I personally do a lot of work with multiple comparisons. However, I use
-parmest-, -dsconcat- and -metaparm- to produce a dataset with 1
observation per comparison, and -smileplot- and -multproc- to do the
various multiple-test procedures.
The -parmest- package (which includes -metaparm-), the -smileplot-
package (wiich includes -multproc-), and the -dsconcat- package, can all
be downloaded from SSC. More papers on all of these packages can be
downloaded frommmy website (see my signature below).
I hope this helps.
Roger
Roger B Newson
Lecturer in Medical Statistics
Respiratory Epidemiology and Public Health Group
National Heart and Lung Institute
Imperial College London
Royal Brompton campus
Room 33, Emmanuel Kaye Building
1B Manresa Road
London SW3 6LR
UNITED KINGDOM
Tel: +44 (0)20 7352 8121 ext 3381
Fax: +44 (0)20 7351 8322
Email: [email protected]
Web page: www.imperial.ac.uk/nhli/r.newson/
Departmental Web page:
http://www1.imperial.ac.uk/medicine/about/divisions/nhli/respiration/pop
genetics/reph/
Opinions expressed are those of the author, not of the institution.
-----Original Message-----
From: [email protected]
[mailto:[email protected]] On Behalf Of Feiveson,
Alan H. (JSC-SK311)
Sent: 11 March 2008 13:26
To: [email protected]
Subject: st: Stata has disappointing support of contrasts/multiple
comparisons in mixed ANOVA
Hi - I have been repeatedly asked by people who I convinced to buy
Stata how to do multiple comparisons of interaction effects under more
"complicated" anova models such as those with at least one factor random
and possibly with repeated measures, etc. Apparently Stata does not have
a built-in command/option for multiple comparisons for anything but a
one-way model and does not even support approximate methods for such
comparisons other than using xtmixed and creating all the contrasts and
tests "by hand". Even then, further processing has to be undertaken to
account for multiple testing.
Embarassingly enough, I have had to refer people to SAS to do these
types of comparisons without a lot of customized programing. Am I
missing something or is Stata really woefully deficient in this area?

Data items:

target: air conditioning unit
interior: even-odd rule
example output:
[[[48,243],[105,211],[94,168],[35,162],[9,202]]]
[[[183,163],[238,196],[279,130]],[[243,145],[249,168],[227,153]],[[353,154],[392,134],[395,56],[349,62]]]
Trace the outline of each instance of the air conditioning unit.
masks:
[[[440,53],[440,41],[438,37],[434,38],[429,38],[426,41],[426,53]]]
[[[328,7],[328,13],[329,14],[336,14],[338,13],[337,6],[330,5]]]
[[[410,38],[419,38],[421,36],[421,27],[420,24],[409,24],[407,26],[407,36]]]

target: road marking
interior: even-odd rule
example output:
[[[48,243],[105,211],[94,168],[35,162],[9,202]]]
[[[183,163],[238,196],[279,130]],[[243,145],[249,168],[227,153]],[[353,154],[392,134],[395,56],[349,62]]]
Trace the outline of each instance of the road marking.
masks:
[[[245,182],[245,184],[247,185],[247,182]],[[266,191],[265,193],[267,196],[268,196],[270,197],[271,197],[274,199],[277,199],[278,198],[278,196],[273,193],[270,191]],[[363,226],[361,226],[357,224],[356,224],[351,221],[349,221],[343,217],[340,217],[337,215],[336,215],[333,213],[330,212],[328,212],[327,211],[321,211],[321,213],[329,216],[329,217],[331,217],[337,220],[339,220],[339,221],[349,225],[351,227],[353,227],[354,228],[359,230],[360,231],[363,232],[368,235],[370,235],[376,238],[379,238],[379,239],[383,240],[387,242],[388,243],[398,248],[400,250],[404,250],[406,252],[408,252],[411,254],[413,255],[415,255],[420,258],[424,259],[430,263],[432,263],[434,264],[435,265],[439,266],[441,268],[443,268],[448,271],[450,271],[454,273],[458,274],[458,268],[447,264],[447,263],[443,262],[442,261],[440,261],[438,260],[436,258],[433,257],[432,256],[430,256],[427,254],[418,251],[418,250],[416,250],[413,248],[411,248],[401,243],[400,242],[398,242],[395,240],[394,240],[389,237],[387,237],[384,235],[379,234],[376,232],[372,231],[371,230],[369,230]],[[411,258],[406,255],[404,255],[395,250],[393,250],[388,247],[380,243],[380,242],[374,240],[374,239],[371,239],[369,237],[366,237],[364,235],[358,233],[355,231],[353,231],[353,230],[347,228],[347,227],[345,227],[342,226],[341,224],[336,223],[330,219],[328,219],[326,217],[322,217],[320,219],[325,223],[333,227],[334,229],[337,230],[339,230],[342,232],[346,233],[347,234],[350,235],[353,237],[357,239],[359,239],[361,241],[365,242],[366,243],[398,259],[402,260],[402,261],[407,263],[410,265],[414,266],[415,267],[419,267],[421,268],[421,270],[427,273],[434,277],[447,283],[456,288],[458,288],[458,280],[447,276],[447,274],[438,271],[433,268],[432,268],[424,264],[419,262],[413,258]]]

Prompt 1 —
In the email about multiple comparisons in Stata, list every name that is written with a hyphen on each side.
Prompt 2 —
According to the email about multiple comparisons in Stata, what is Roger B Newson's job title?
Prompt 3 —
Reproduce the part of the email about multiple comparisons in Stata between "Embarassingly enough, I" and "in this area?", inclusive.
The data items are separate material and are not part of the email.

Problem solution 1 —
-parmest-, -dsconcat-, -metaparm-, -smileplot-, -multproc-

Problem solution 2 —
Lecturer in Medical Statistics

Problem solution 3 —
Embarassingly enough, I have had to refer people to SAS to do these
types of comparisons without a lot of customized programing. Am I
missing something or is Stata really woefully deficient in this area?